Hey ! Joe ! Allez viens dire bonjour...
Maxi Pop 2, 6 juillet 1972 © Jacques Leblanc

Ça faisait longtemps que la France lançait des clins d'œil du cote de Miner Cocker en forme d'invitation, laissant sous-entendre "viens un peu nous montrer ce que tu sais faire, "Mad Dogs & Englishmen" nous a convaincus mais ce n’est jamais qu’un film, on aimerait bien vor ça en vrai…".

 


Et bien voilà la rencontre a enfin eu lieu, c’est dans la salle omnisport du stade de Saint-Ouen que s’est effectué le contact me mardi 27 juin. Bien sur certains privilégiés avaient vu Joe Cocker en France, soit dans des petits clubs, mais tout cela c’était bien avant "With A Little Help From My Friends". Il y avait eu également un court passage à Cannes lors du Midem en 1970, mais la durée de sa prestation bien trop courte ne pouvait être en aucun cas considérée comme un Joe Cocker Show, juste un aperçu de ses fantastiques moyens de chanteur pour nous faire baver un peu plus. Puis il y eut "Mad Dogs…" et l’on saliva encore davantage : et du coup de théâtre juste après complètement écœuré Cocker se retire du métier pour une période indéterminée, rongé par les aléas divers de la monstrueuse tournée et miné par différentes drogues. Plus d’un an après, suite à un formidable double album, on nous présente un film retraçant cette épopée, c’est dur pour nous pauvres Français, tant pis on rêve et on imagine ce que peut être un show de Joe Cocker. Quand tout à coup, peut-être par pression, c’est fort possible, Cocker réapparait au premier plan de la scène internationale et part effectuer une tournée aux States, critiquée par certains journalistes américains en comparaison de "Mad Dogs & Englishmen" mais tout de même triomphale au niveau du public. A son retour Joe Cocker effectue quelques prestations en Angleterre qui sont saluées par un accueil délirant de la part de ses fans, alors peut-être s’est-il dit "si on retournait faire un petit tour sur le vieux continent". Ce n’est pas nous qui pourrions lui en vouloir ; et le voilà en France pour deux concerts, un à Paris et le second, le lendemain, à Lyon, puis il sera de retour à la mi-juillet Antibes.

Objectif 1:
Réduis en une liste de ses faits principaux le paragraphe de l'article sur Joe Cocker qui commence par « Et bien voilà la rencontre ».
Objectif 2:
D'après l'article sur Joe Cocker, où s'est déroulée la rencontre du mardi 27 juin ?
Objectif 3:
Poursuis l'article sur Joe Cocker à la suite de sa dernière phrase.
Les lignes n'interviennent pas dans ce travail.

Entrées de pointage d'objets étiquetés
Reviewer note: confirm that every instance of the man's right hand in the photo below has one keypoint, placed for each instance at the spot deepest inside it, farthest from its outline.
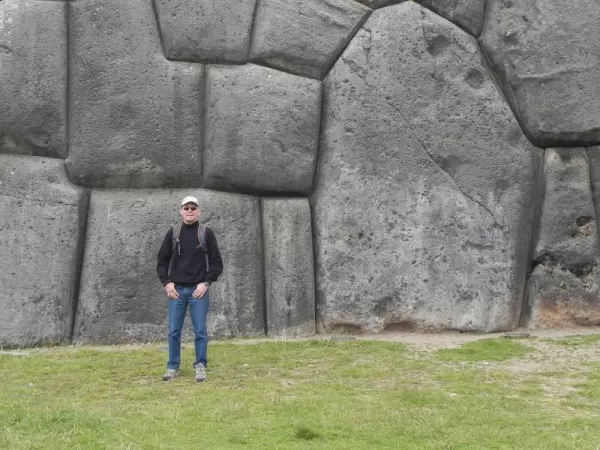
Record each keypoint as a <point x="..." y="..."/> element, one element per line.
<point x="171" y="291"/>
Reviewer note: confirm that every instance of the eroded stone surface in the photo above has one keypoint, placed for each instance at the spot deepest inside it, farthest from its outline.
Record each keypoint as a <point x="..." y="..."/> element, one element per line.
<point x="121" y="298"/>
<point x="42" y="217"/>
<point x="563" y="288"/>
<point x="547" y="52"/>
<point x="213" y="31"/>
<point x="135" y="118"/>
<point x="425" y="183"/>
<point x="262" y="130"/>
<point x="33" y="78"/>
<point x="304" y="37"/>
<point x="289" y="267"/>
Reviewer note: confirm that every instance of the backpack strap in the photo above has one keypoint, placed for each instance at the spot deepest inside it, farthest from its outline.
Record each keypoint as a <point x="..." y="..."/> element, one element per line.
<point x="202" y="242"/>
<point x="175" y="244"/>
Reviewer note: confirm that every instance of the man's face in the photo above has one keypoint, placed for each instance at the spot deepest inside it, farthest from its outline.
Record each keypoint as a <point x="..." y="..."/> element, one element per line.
<point x="190" y="212"/>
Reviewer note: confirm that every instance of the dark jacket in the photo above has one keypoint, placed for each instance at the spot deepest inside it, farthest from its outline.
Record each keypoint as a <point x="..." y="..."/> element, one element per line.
<point x="189" y="267"/>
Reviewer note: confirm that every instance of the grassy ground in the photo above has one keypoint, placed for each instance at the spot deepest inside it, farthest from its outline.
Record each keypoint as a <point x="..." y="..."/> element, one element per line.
<point x="488" y="394"/>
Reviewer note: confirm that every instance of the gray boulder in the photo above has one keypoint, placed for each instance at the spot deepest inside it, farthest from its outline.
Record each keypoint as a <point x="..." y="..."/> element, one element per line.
<point x="304" y="37"/>
<point x="33" y="70"/>
<point x="289" y="268"/>
<point x="467" y="14"/>
<point x="41" y="235"/>
<point x="423" y="205"/>
<point x="215" y="31"/>
<point x="378" y="3"/>
<point x="135" y="118"/>
<point x="262" y="129"/>
<point x="563" y="287"/>
<point x="121" y="298"/>
<point x="547" y="53"/>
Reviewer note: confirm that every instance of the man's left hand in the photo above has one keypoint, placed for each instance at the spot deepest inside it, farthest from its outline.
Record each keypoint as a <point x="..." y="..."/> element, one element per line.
<point x="200" y="290"/>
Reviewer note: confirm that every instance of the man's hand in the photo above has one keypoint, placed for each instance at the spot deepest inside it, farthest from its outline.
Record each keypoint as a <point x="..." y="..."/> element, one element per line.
<point x="200" y="290"/>
<point x="171" y="291"/>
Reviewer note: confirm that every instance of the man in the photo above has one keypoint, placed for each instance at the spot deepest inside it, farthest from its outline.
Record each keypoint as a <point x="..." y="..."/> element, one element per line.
<point x="183" y="258"/>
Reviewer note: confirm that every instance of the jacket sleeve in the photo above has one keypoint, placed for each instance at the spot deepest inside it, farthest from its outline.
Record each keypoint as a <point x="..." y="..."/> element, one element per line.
<point x="214" y="257"/>
<point x="164" y="258"/>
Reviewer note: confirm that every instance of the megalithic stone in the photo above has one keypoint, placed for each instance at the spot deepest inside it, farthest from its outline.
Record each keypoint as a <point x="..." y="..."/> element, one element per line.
<point x="563" y="289"/>
<point x="33" y="78"/>
<point x="42" y="221"/>
<point x="547" y="54"/>
<point x="135" y="118"/>
<point x="304" y="37"/>
<point x="208" y="31"/>
<point x="423" y="205"/>
<point x="121" y="298"/>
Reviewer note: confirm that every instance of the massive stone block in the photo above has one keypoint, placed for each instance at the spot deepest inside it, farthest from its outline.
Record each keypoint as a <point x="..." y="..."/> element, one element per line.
<point x="289" y="268"/>
<point x="215" y="31"/>
<point x="425" y="183"/>
<point x="135" y="119"/>
<point x="121" y="298"/>
<point x="304" y="37"/>
<point x="42" y="217"/>
<point x="468" y="14"/>
<point x="262" y="130"/>
<point x="33" y="74"/>
<point x="563" y="287"/>
<point x="547" y="52"/>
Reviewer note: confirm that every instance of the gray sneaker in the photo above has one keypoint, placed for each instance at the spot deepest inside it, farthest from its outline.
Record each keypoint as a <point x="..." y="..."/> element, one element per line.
<point x="200" y="372"/>
<point x="170" y="374"/>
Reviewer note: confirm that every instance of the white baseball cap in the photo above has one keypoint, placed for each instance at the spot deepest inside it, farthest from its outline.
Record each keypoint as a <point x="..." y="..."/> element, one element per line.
<point x="190" y="200"/>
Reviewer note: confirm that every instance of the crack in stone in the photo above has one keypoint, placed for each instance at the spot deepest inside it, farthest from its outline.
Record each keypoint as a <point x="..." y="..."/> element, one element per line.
<point x="430" y="158"/>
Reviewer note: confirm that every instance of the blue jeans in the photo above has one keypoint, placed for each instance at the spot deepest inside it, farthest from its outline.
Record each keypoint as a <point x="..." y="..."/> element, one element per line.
<point x="198" y="313"/>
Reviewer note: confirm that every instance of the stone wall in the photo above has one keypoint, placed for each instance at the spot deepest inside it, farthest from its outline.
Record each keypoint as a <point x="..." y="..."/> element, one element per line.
<point x="365" y="165"/>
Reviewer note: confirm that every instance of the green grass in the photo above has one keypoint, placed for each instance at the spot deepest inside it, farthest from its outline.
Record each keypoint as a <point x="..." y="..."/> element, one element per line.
<point x="575" y="341"/>
<point x="485" y="350"/>
<point x="296" y="395"/>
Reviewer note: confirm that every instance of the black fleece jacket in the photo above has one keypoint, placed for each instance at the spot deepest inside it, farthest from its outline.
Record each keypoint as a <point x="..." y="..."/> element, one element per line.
<point x="189" y="267"/>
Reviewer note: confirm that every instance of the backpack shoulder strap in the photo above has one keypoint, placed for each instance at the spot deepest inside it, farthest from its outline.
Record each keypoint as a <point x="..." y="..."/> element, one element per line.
<point x="175" y="237"/>
<point x="174" y="245"/>
<point x="202" y="242"/>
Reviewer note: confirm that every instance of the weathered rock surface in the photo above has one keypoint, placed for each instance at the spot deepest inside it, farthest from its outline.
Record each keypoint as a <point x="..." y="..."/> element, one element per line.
<point x="289" y="267"/>
<point x="304" y="37"/>
<point x="206" y="30"/>
<point x="467" y="14"/>
<point x="135" y="118"/>
<point x="33" y="74"/>
<point x="121" y="298"/>
<point x="547" y="52"/>
<point x="378" y="3"/>
<point x="42" y="217"/>
<point x="262" y="130"/>
<point x="563" y="288"/>
<point x="425" y="182"/>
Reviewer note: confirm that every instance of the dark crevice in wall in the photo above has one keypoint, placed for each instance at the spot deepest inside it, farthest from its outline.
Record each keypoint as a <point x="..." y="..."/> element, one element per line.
<point x="252" y="29"/>
<point x="203" y="121"/>
<point x="539" y="194"/>
<point x="158" y="27"/>
<point x="68" y="80"/>
<point x="594" y="184"/>
<point x="84" y="212"/>
<point x="357" y="28"/>
<point x="264" y="265"/>
<point x="503" y="88"/>
<point x="420" y="3"/>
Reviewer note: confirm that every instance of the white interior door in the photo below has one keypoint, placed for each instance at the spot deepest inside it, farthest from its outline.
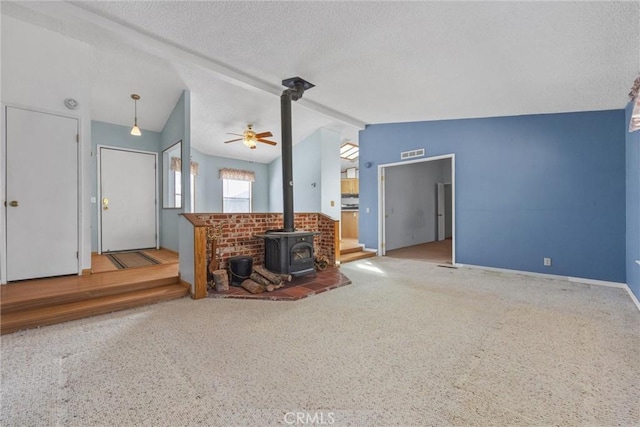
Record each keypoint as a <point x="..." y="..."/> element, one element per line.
<point x="127" y="200"/>
<point x="441" y="209"/>
<point x="41" y="194"/>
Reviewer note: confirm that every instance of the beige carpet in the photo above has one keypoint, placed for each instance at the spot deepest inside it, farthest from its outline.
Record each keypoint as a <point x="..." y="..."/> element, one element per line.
<point x="409" y="344"/>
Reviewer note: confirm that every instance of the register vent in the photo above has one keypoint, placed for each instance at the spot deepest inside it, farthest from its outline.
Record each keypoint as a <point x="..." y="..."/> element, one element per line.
<point x="411" y="154"/>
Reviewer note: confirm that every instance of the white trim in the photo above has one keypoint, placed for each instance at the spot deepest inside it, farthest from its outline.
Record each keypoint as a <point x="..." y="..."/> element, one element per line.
<point x="633" y="297"/>
<point x="381" y="196"/>
<point x="570" y="279"/>
<point x="99" y="193"/>
<point x="3" y="172"/>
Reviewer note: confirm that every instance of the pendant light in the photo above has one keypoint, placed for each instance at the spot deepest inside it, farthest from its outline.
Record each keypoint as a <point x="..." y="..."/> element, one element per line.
<point x="135" y="130"/>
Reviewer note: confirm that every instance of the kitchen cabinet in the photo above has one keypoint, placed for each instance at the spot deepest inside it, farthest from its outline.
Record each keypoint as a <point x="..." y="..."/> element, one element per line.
<point x="349" y="222"/>
<point x="349" y="186"/>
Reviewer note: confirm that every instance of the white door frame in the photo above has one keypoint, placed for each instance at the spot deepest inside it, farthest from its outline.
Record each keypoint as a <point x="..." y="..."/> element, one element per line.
<point x="381" y="200"/>
<point x="99" y="191"/>
<point x="3" y="184"/>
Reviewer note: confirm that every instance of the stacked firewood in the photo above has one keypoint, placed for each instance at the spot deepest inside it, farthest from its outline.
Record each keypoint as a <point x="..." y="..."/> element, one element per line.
<point x="262" y="280"/>
<point x="259" y="281"/>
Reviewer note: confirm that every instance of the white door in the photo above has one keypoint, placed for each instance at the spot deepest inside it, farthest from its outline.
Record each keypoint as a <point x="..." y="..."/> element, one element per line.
<point x="127" y="199"/>
<point x="41" y="194"/>
<point x="441" y="211"/>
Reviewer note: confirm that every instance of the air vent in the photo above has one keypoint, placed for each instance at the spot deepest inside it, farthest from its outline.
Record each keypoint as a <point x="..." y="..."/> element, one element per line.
<point x="411" y="154"/>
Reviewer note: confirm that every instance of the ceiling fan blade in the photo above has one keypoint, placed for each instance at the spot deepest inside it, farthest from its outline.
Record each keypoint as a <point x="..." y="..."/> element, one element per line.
<point x="267" y="142"/>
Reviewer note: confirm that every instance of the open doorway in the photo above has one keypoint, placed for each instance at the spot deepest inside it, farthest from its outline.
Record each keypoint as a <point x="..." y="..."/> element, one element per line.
<point x="417" y="209"/>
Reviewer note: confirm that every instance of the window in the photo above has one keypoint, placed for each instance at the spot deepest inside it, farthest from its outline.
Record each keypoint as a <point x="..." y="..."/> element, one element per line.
<point x="236" y="190"/>
<point x="236" y="196"/>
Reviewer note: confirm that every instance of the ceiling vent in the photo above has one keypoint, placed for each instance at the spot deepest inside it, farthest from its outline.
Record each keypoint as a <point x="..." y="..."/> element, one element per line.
<point x="411" y="154"/>
<point x="349" y="151"/>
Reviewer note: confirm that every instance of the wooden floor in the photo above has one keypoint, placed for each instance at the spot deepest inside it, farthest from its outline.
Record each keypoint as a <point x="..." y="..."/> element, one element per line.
<point x="438" y="252"/>
<point x="39" y="302"/>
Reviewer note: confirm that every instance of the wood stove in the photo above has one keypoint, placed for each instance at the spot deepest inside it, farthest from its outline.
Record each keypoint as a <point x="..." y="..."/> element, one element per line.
<point x="288" y="251"/>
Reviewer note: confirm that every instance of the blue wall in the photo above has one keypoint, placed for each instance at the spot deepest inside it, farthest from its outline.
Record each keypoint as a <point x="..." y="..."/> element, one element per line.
<point x="633" y="206"/>
<point x="177" y="128"/>
<point x="316" y="175"/>
<point x="114" y="136"/>
<point x="527" y="187"/>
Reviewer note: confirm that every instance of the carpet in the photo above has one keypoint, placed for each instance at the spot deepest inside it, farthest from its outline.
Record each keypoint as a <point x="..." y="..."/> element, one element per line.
<point x="408" y="343"/>
<point x="131" y="259"/>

Résultat 1:
- La rencontre a eu lieu le mardi 27 juin, dans la salle omnisport du stade de Saint-Ouen.
- Auparavant, quelques privilégiés avaient vu Joe Cocker en France dans de petits clubs, bien avant « With A Little Help From My Friends ».
- Il avait aussi fait un court passage à Cannes lors du Midem en 1970, trop bref pour compter comme un vrai show.
- Après « Mad Dogs… », écœuré par la tournée et miné par différentes drogues, il s'est retiré du métier pour une période indéterminée.
- Plus d'un an après, à la suite d'un double album, un film a retracé cette épopée.
- Il est ensuite reparu avec une tournée aux États-Unis, critiquée par certains journalistes américains mais triomphale auprès du public.
- À son retour, ses concerts en Angleterre ont été accueillis avec délire par ses fans.
- Il donne deux concerts en France, l'un à Paris et l'autre le lendemain à Lyon, et reviendra à Antibes à la mi-juillet.

Résultat 2:
Dans la salle omnisport du stade de Saint-Ouen.

Résultat 3:
 


En gros environ cinq mille personnes sont venues l’applaudir à Saint-Ouen, ce qui n’est nullement négligeable comme impact ! Mais avant d’en arriver à Joe Cocker, parlons un peu de ce qui nous fut offert comme hors d’œuvre avant ce fameux plat de résistance que l’on attendait depuis si longtemps. Avant toute chose voyons un peu l’organisation, de ce côté-là on ne peut guère s’en plaindre, bien sur la chasse au laissez-passer fut un peu dure, mais enfin passons. On peut également noter que l’itinéraire aurait pu être un peu mieux indiqué, l’emplacement du stade de Saint-Ouen, surtout qu’il y en a plus d’un, n’est pas tout de même pas aussi connu que celui du bastion de l’Olympia, à moins d’être un supporter farouche du Red Star, ce qui n’est pas mon cas et d’ailleurs on ne joue pas au football dans le stade de l’Olympia !!!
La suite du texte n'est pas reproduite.